* [Explorer le contenu]:
1. Répondez à ces questions d'après le texte sur l'atelier « blue carbon » :
(a) En quelle année le prince Albert Ier a-t-il prononcé la phrase citée ?
(b) Au nom de qui S.E.M. Laurent Stéfanini a-t-il pris la parole ?
(c) Quel exemple de solution concrète figure entre parenthèses ?
2. Relevez toutes les personnes désignées par leur nom dans le texte sur l'atelier « blue carbon ».
3. Poursuivez le texte sur l'atelier « blue carbon » après sa dernière phrase.

Le professeur Denis Allemand a montré en quoi la recherche est importante pour permettre à nos sociétés d’anticiper les changements climatiques que nous subissons afin d’en réduire les impacts. Les travaux actuels menés au Centre Scientifique de Monaco tirent leur origine des travaux pionniers du prince Albert Ier qui disait en 1902 « L’Océanographie a … pour devoir de signaler le péril causé dans tous les pays par l’abus d’une exploitation… des ressources de la mer ». Denis Allemand a également montré les nombreuses actions de la principauté de Monaco en faveur des solutions basées sur la nature.
S.E.M. Laurent Stéfanini, Ambassadeur de France à Monaco, a ensuite pris la parole au nom du Gouvernement français pour saluer tout d’abord le rôle de Monaco et de ses institutions dans leurs actions pour les océans et rappeler l'engagement de la France concernant les océans et l'importance du rôle de la science dans le domaine Océan et Climat et donc tout l'intérêt de l'atelier cet atelier "blue carbon" et de la mise en place de solutions concrètes (les Aires Marines Protégées par exemple). Il a également rappelé qu'il ne faut pas considérer les océans comme la solution unique aux problèmes climatiques : il reste nécessaire de trouver des solutions pour décarbonation terrestre.

* [Données]:
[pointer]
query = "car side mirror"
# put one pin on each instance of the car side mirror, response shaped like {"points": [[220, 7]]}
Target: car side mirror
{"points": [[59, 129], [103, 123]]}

* [Réponses attendues]:
1.
(a) En 1902.
(b) Au nom du Gouvernement français.
(c) Les Aires Marines Protégées.

2. Denis Allemand, le prince Albert Ier, Laurent Stéfanini.

3.
En conclusion, S.A.S. le Prince Souverain Albert II a déclaré : "Pour y parvenir, les différentes agences des Nations unies doivent nous aider à définir des protocoles d'accord réalisables, réalistes et progressifs. Des protocoles non pas sectoriels mais globaux, axés sur la gestion intégrée, impliquant les écosystèmes côtiers, les eaux libres et les écosystèmes d'eau profonde, et prenant en considération les questions environnementales, sociales et économiques. Pour toutes ces raisons, il est essentiel que nous mobilisions maintenant un public aussi large que possible autour de ces questions, dans le prolongement de cet atelier. Je le ferai personnellement lors des prochains événements clés, notamment la COP 15 de la Convention sur la diversité biologique et la COP 26 de la Conférence des Nations unies sur le changement climatique, à laquelle je participerai dans quelques semaines".

Ainsi, les conclusions de cet atelier seront présentées dans quelques jours à la 26ème Conférence des parties sur les changements climatiques (COP 26) à Glasgow en Écosse, où le Centre Scientifique de Monaco et la Fondation Prince Albert II organiseront au sein du Pavillon « Science » du GIEC-WMO-Fondation MERI-Centre Scientifique de Monaco-Fondation Prince Albert II de Monaco dans la zone bleue deux ateliers internationaux, les 5 et 6 novembre 2021, sur le carbone bleu et le rôle des mers et des océans pour atténuer les effets du changement climatique.